What you need to do
Which of the rows below contain the word "green", matching case? Report each of those rows in full.

Data provided
* * *

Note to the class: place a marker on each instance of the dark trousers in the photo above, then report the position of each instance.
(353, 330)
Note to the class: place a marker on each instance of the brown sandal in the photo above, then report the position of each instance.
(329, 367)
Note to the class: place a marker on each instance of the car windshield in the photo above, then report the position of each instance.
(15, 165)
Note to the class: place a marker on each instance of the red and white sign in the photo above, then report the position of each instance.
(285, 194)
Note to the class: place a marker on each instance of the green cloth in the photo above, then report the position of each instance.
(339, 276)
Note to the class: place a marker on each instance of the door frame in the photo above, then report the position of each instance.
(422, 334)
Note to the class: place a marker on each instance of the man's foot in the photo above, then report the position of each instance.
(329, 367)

* * *

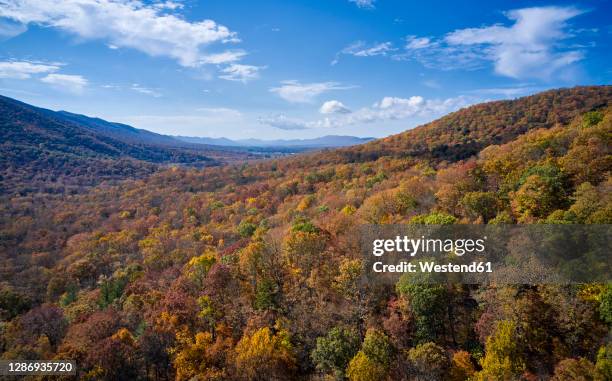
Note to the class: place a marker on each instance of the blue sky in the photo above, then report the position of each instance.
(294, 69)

* * *

Correct output
Note to the class: place a marker on each instance of the green cloth in the photo above, then report the position of each instance.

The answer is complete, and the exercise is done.